***** TEXT EXTRACT

We will comment more on the $\mu$ parameter later. 

Let $\langle S_1\rangle
=e^{i(\alpha+\beta)}\tilde v$ and $\langle S_2\rangle 
=e^{i(\alpha-\beta)}\tilde v$. Then, we obtain
\begin{equation}
\tilde v=\frac{e^{-i\alpha}\mu}{f_1}\sqrt{-\left(3\frac{f_0}{f_1}
-2\frac{\mu^\prime}{\mu}+f_1\frac{\mu^{\prime\prime 2}}{\mu^2}\right)}.
\end{equation}
Thus the $U(1)_H$ symmetry is broken at a TeV scale and we
expect a neutral gauge boson at this scale. Since this hidden
sector $U(1)_H$ interacts with the observable sector only through
gravity, it is not expected for this extra $U(1)_H$ gauge boson
to be found at high energy accelerators. 

The most dominant $SU(3)_H\times U(1)_H$ invariant couplings 
are
\begin{equation}
\frac{1}{M_P^3} Q_1\bar Q_3 S_2^4,\ \ 
\frac{1}{M_P^3} Q_1\bar Q_4 S_2^4,\ \ 
\frac{1}{M_P^3} Q_2\bar Q_3 S_1^4,\ \ 
\frac{1}{M_P^3} Q_2\bar Q_4 S_1^4,
\end{equation}
which can lead to the desired vacuum energy since it is suppressed
by $M_P^3$. The terms given in Eq.~(7)
break the following chiral symmetry
\begin{equation}
\{Q_1, Q_2, \bar Q_3, \bar Q_4\}\rightarrow e^{i\alpha}\{
Q_1, Q_2, \bar Q_3, \bar Q_4\}.

**********

— PROBLEM SET —
**1.** Translate this sentence from the hidden-sector excerpt into Spanish: "Since this hidden sector $U(1)_H$ interacts with the observable sector only through gravity, it is not expected for this extra $U(1)_H$ gauge boson to be found at high energy accelerators."
**2.** Extend the hidden-sector excerpt past the point where it stops.
The dataset excerpt is separate material, unrelated to the hidden-sector excerpt.

***** RECORD EXTRACTS

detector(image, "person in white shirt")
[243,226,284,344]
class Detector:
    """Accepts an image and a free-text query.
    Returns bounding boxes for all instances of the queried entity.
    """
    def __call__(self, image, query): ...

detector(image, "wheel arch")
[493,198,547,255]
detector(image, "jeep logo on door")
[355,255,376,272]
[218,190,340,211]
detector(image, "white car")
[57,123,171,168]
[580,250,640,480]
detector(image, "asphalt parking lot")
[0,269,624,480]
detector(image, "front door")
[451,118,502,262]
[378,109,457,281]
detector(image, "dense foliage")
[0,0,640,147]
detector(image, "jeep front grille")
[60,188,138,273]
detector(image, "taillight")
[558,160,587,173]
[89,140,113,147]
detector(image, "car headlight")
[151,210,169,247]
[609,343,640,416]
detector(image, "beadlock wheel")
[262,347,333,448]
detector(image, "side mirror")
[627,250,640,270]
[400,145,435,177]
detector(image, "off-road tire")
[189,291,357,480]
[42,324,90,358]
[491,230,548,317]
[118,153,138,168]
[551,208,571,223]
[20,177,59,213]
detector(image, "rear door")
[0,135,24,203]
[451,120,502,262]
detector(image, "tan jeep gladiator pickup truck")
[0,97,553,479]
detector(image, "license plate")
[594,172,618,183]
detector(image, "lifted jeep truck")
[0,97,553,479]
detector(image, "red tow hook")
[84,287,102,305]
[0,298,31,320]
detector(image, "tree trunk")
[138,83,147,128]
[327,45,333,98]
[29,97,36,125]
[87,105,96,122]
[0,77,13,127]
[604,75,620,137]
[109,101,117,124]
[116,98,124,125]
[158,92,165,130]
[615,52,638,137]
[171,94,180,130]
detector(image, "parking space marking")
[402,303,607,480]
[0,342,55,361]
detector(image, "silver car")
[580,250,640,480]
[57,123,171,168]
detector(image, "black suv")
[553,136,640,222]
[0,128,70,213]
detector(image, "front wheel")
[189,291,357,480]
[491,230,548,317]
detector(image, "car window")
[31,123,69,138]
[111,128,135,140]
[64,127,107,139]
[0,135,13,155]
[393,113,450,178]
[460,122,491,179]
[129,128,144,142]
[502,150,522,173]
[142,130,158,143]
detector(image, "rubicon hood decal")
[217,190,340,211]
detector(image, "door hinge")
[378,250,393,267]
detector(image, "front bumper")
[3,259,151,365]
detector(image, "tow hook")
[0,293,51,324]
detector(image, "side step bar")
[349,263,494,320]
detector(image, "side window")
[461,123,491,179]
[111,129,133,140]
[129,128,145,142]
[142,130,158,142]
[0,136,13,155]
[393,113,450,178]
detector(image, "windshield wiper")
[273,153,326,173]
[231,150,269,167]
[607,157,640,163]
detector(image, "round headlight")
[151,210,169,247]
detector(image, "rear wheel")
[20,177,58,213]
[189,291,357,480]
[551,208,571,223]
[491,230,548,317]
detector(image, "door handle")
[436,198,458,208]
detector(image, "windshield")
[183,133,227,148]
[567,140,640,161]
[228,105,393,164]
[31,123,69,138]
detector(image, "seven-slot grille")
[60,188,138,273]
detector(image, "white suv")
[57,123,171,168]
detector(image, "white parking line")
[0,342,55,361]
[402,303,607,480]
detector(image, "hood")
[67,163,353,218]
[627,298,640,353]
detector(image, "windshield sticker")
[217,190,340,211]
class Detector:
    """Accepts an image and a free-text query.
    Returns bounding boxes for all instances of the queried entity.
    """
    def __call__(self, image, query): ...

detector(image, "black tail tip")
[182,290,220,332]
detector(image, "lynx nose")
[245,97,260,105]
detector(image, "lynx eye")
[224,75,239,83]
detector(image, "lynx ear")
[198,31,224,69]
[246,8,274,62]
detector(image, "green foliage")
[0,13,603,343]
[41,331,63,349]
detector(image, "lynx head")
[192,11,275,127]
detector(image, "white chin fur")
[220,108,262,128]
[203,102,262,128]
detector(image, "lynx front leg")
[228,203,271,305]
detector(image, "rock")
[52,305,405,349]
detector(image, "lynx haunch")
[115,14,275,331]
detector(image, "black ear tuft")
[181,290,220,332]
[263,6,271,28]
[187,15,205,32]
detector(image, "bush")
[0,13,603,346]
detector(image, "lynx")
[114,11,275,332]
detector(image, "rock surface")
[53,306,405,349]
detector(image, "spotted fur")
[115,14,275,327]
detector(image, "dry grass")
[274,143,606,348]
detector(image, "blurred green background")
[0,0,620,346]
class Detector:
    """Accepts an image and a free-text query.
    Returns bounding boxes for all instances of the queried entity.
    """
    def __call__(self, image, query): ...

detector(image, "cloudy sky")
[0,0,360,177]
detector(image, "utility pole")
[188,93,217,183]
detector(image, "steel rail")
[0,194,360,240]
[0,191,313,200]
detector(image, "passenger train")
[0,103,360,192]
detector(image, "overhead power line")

**********

— EXERCISE ANSWERS —
**1.** Dado que este sector oculto $U(1)_H$ interactúa con el sector observable solo a través de la gravedad, no se espera encontrar este bosón de gauge $U(1)_H$ adicional en los aceleradores de alta energía.

**2.**
\end{equation}
The $S_i$ fields are invariant under the above chiral transformation.
The h-quarks would obtain mass of order $\tilde v^4/M_P^3\sim 
2.7\times 10^{-46}$~GeV which leads to the almost zero
h-sector instanton potential, 
\begin{equation}
\sim \frac{m_Q^2 M^3_{\rm h-gluino}}{\Lambda_h}\sim 10^{-98}~{\rm GeV}^4
\nonumber
\end{equation}
for $M_{h-gluino}\sim 100$~GeV, $M_Q\sim S_i^4/M_P^3\ (i=1,2)$
and $\Lambda_h\sim 10^{13}$~GeV. 
Therefore, the instanton potential is not important, compared to the 
above explicit chiral symmetry breaking terms given in Eq.~(7). The
h-squarks (the superpartner of h-quark) are assumed to have no
condensation. This point is essential for interpreting a model-dependent
axion $a_{MD}$ as the quintessence.

First we note the following.
If there is a hierarchy between two scales for two pseudoscalar 
bosons both of which
couple to two independent explicit symmetry breaking terms, then
one can easily estimate the decay constants and masses of the
bosons due to the {\it inverted order decay constant theorem}: 
{\it The smaller decay
constant corresponds to the larger explicit symmetry breaking 
scale, and the larger decay constant corresponds to the smaller
explicit symmetry breaking scale}~\cite{staxion,ckn,kimq}. 

To show this, let us consider two Goldstone bosons, $a_1$ and $a_2$, 
with decay constants $F_1$ and $F_2$, respectively, arising from
the spontaneous breaking scales $F_1$
and $F_2$ of two global symmetries.
Without explicit symmetry breaking terms, there will be no potential
depending on $a_1$ and $a_2$, due to the Goldstone theorem.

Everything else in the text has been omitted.